§ AUFGABEN UND ÜBUNGEN
- A) Beantworte anhand des Textes über das Sparkassengebäude Kötzschenbroda diese Fragen:
(i) In welchen Jahren wurde der Bau errichtet?
(ii) Wie viele Geschosse hat das Sparkassengebäude?
(iii) Welches Wappen zeigt die Konsole zur Straße hin?
- B) Übersetze diesen Satz aus dem Text über das Sparkassengebäude Kötzschenbroda ins Englische: „Die Gebäudeecke an der Kreuzung ist turmförmig ausgeprägt mit einer abgerundeten Gebäudekante.“
- C) Gib den Text über das Sparkassengebäude Kötzschenbroda wortgetreu wieder, von „Das Eckgebäude prägt“ bis einschließlich „Jahre Sparkassenausschussvorsitzender war.“.

§ EXTRAHIERTER TEXT
==================================================
Sparkassengebäude Kötzschenbroda
Das Sparkassengebäude Kötzschenbroda steht in der Bahnhofstraße 20/Hermann-Ilgen-Straße 28 im Stadtteil Kötzschenbroda der sächsischen Stadt Radebeul. Der Bau wurde 1934/35 als „Verwaltungs-, Geschäfts- und Wohngebäude“[1] der Sparkasse Kötzschenbroda durch die Gebrüder Kießling errichtet. Das nach der Wende unter Denkmalschutz[2] gestellte Gebäude beherbergt heute die Filiale Radebeul-Kötzschenbroda der Sparkasse Meißen.
Das Eckgebäude prägt die Südostecke der Kreuzung, an der das nach Norden zum Bahnhof verlaufende Kulturdenkmal Mosaiksteinpflaster und Lindenallee mit Rosskastanie im Kreuzungsbereich beginnt. Zudem steht auf der nordöstlichen Kreuzungsecke die ebenfalls denkmalgeschützte Apotheke zu Kötzschenbroda (heute Stadtapotheke) von Hermann Ilgen, der auch langjähriger Gründungsförderer und für mehrere Jahre Sparkassenausschussvorsitzender war.
Beschreibung
Das viergeschossige, zweiflügelige Sparkassengebäude steht auf einem Eckgrundstück Bahnhofstraße/Hermann-Ilgen-Straße in geschlossener Bebauung, wobei sich in der Hermann-Ilgen-Straße eine ursprünglich freistehende zweigeschossige Villa anschließt. Die Gebäudeecke an der Kreuzung ist turmförmig ausgeprägt mit einer abgerundeten Gebäudekante. Die Turmform wird unterstützt durch die vertikale Umrahmung der dortigen Obergeschossfenster sowie den vertikalen Sparkassenhinweis. Direkt auf der abgerundeten Kante ragt auf Höhe der Sohlbänke des ersten Obergeschosses eine Konsole aus der Wand, auf der ursprünglich ein vertikaler „Werbe-Aufbau“[1] aufsaß. Zur Straße hin zeigt die Konsole ein Wappen von Kötzschenbroda mit der Weintraube sowie der Datierung 1934
. Oberhalb des abschließenden Dachgesimses sitzt ein kurzer, achteckiger Turmschaft, der von einer verblechten Haube mit Turmspitze und Knauf abgeschlossen wird. Unten im Erdgeschoss, auf der Seite zur Hermann-Ilgen-Straße, befindet sich der ursprüngliche, rundbogig ausgebildete Eingang in die Sparkassenräume, zu erreichen über eine halbrunde dreistufige Freitreppe.
==================================================
§ DATENZEILEN
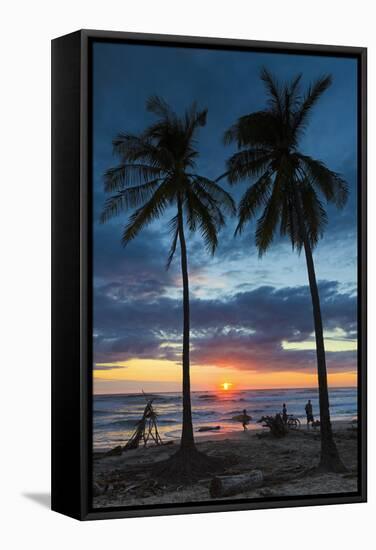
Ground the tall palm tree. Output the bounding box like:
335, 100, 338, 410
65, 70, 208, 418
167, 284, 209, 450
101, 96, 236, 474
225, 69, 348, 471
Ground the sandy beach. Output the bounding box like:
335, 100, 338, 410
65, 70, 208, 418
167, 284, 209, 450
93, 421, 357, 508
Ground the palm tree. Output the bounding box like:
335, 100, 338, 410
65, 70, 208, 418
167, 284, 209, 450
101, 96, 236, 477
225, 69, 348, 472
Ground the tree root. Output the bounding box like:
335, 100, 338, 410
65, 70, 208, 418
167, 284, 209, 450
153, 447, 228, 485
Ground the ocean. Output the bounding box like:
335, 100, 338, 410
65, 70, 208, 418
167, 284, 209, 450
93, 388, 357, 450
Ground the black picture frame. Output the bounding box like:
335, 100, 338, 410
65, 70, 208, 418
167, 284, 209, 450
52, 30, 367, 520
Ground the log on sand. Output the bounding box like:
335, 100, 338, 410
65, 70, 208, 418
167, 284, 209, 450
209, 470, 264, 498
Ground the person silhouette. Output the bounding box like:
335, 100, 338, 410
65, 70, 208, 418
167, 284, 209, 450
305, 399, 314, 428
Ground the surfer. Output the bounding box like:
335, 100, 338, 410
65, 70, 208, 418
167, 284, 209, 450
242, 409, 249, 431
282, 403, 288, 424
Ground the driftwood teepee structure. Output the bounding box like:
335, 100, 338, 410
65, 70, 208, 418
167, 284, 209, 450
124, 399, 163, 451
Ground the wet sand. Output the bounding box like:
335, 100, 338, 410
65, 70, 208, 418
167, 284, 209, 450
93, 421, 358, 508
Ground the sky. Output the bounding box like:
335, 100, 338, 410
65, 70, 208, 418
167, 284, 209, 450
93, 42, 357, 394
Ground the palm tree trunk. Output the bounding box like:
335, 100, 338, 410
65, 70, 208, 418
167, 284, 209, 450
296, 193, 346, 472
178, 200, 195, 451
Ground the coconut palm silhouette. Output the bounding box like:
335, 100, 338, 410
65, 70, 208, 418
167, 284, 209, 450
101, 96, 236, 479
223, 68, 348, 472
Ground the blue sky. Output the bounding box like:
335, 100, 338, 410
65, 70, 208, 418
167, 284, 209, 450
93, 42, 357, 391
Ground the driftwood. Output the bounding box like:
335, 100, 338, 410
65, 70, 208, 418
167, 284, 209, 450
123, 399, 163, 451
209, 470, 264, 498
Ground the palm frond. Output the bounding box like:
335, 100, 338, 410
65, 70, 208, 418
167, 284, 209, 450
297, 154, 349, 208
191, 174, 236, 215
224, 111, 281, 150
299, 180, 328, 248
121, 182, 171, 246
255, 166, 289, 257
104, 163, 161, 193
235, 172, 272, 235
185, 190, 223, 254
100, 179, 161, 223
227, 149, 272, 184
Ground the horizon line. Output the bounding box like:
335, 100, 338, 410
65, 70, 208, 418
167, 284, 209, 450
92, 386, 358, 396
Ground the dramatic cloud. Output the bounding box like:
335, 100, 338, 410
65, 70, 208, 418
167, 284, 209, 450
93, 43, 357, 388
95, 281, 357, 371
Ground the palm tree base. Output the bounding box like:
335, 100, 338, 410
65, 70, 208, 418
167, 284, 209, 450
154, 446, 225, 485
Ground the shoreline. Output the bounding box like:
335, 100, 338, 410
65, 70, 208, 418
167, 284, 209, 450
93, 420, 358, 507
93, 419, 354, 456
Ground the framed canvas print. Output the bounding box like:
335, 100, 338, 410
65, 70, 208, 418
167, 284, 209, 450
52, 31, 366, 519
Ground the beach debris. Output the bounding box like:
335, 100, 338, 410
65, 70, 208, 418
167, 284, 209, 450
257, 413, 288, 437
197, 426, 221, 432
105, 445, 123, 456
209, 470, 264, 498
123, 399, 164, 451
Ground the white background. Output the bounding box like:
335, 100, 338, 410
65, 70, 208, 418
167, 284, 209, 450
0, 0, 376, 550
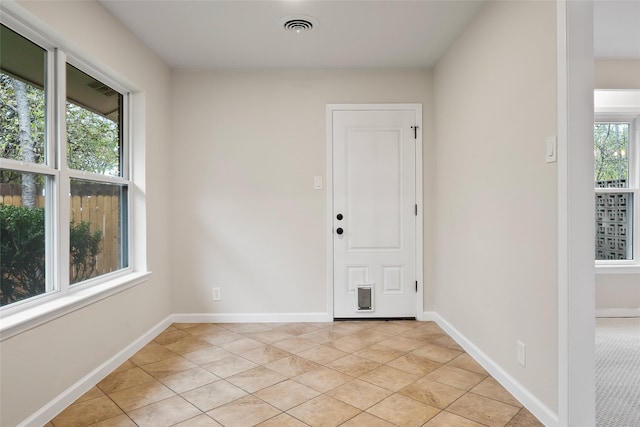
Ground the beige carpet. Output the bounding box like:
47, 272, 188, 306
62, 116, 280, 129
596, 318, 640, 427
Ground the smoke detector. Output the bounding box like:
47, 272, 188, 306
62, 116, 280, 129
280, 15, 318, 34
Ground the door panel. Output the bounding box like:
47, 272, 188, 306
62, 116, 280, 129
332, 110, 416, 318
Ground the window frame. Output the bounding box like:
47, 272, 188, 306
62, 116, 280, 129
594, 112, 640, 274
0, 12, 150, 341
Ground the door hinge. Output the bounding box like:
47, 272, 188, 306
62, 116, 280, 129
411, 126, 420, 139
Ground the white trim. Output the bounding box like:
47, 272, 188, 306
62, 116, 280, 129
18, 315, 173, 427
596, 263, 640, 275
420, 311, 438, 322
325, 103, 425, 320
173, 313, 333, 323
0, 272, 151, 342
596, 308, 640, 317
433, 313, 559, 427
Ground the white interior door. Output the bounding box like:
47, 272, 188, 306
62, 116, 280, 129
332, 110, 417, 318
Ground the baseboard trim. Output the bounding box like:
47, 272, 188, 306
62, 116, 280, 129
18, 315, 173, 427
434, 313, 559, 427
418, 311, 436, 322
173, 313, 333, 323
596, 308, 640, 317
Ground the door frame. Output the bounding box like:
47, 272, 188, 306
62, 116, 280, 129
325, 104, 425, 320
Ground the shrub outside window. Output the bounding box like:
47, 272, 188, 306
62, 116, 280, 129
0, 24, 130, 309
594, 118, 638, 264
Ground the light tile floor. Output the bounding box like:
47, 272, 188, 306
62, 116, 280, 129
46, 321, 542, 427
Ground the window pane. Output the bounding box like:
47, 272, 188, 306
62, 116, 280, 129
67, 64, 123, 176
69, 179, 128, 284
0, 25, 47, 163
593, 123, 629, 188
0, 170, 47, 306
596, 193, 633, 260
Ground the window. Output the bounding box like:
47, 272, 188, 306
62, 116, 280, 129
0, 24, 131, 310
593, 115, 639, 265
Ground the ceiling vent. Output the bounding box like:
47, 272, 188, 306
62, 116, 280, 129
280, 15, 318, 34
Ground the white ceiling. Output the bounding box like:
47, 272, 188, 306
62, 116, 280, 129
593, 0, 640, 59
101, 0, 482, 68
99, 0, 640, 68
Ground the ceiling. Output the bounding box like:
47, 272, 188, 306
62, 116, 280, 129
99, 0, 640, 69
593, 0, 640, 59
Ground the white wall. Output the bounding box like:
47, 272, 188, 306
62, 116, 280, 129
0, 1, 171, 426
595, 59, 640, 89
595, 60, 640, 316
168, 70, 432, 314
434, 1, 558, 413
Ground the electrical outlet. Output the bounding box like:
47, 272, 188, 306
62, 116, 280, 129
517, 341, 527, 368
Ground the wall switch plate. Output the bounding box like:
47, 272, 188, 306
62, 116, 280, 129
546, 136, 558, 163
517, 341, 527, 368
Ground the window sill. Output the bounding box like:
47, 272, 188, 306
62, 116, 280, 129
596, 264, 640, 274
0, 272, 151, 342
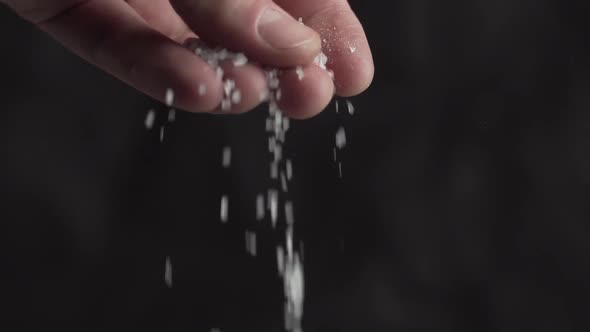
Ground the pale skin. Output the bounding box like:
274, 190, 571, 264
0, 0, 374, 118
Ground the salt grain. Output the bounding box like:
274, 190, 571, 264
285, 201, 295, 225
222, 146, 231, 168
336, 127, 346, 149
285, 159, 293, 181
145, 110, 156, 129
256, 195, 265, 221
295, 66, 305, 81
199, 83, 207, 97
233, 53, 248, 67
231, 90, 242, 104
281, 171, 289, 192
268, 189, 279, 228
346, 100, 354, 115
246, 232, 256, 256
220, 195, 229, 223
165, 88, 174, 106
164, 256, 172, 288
==================================================
§ LÖSUNGEN DER ÜBUNGEN
- A)
(i) 1934/35
(ii) Vier
(iii) Ein Wappen von Kötzschenbroda mit der Weintraube

- B) The corner of the building at the intersection is shaped like a tower, with a rounded building edge.

- C)
Das Eckgebäude prägt die Südostecke der Kreuzung, an der das nach Norden zum Bahnhof verlaufende Kulturdenkmal Mosaiksteinpflaster und Lindenallee mit Rosskastanie im Kreuzungsbereich beginnt. Zudem steht auf der nordöstlichen Kreuzungsecke die ebenfalls denkmalgeschützte Apotheke zu Kötzschenbroda (heute Stadtapotheke) von Hermann Ilgen, der auch langjähriger Gründungsförderer und für mehrere Jahre Sparkassenausschussvorsitzender war.